Items listed in a dataset:
BEGIN

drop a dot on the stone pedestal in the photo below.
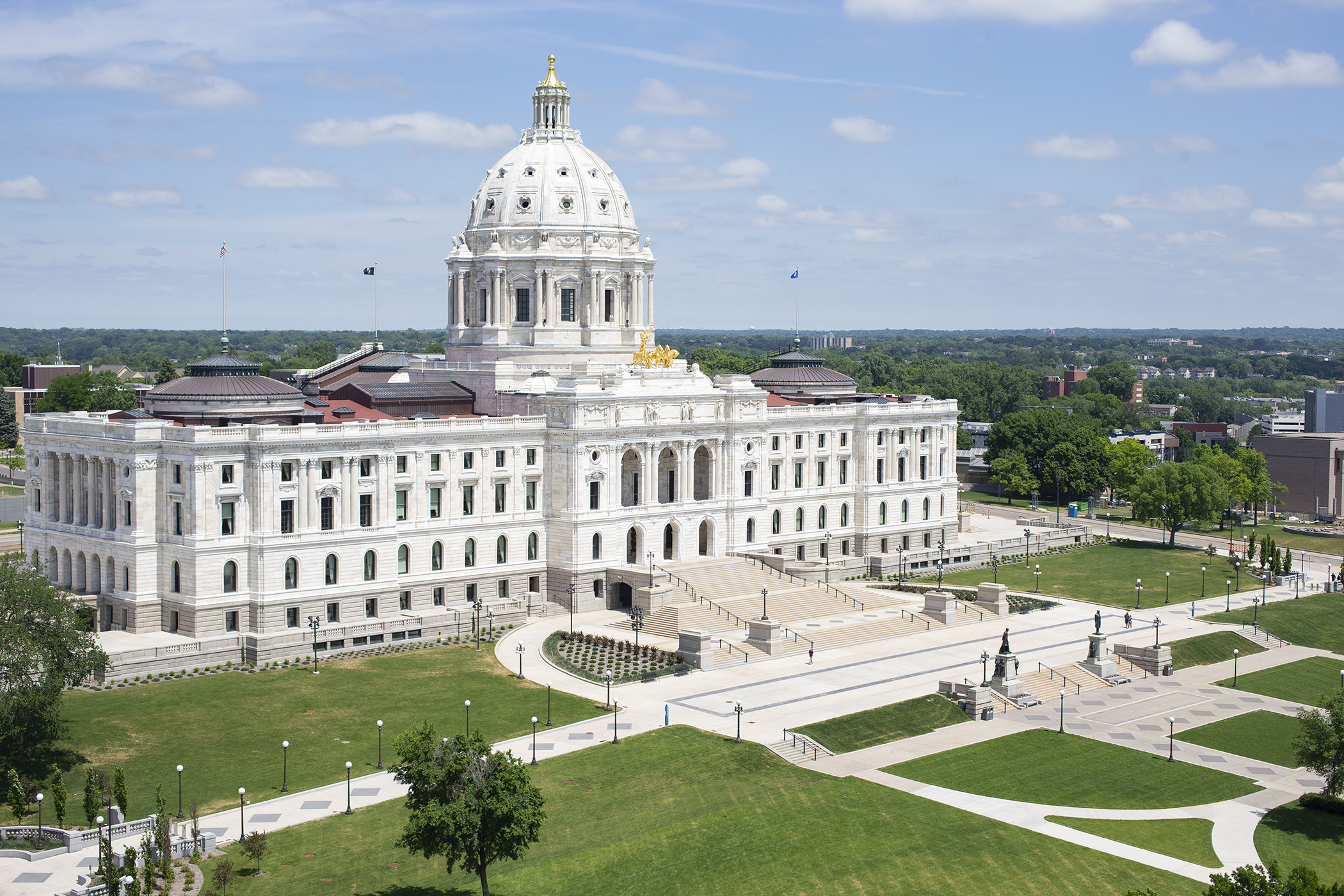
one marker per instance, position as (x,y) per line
(1098,660)
(941,606)
(765,634)
(992,598)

END

● TASK BRIEF
Retype all entries exactly, without the images.

● EXERCISE OUTPUT
drop a dot on the stone pedestal in the photo below.
one marker per instance, position as (x,y) per line
(1098,660)
(941,606)
(765,634)
(992,598)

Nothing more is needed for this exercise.